→ Your objective
Check each line of the records below and collect those holding "hair".

Task inputs Start Marker

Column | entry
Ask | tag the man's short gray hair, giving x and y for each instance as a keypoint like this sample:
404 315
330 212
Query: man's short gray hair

Task inputs End Marker

→ Answer for this exercise
Ask | tag the man's short gray hair, giving x and y for each instance as a keypoint like this sample:
Query: man's short gray hair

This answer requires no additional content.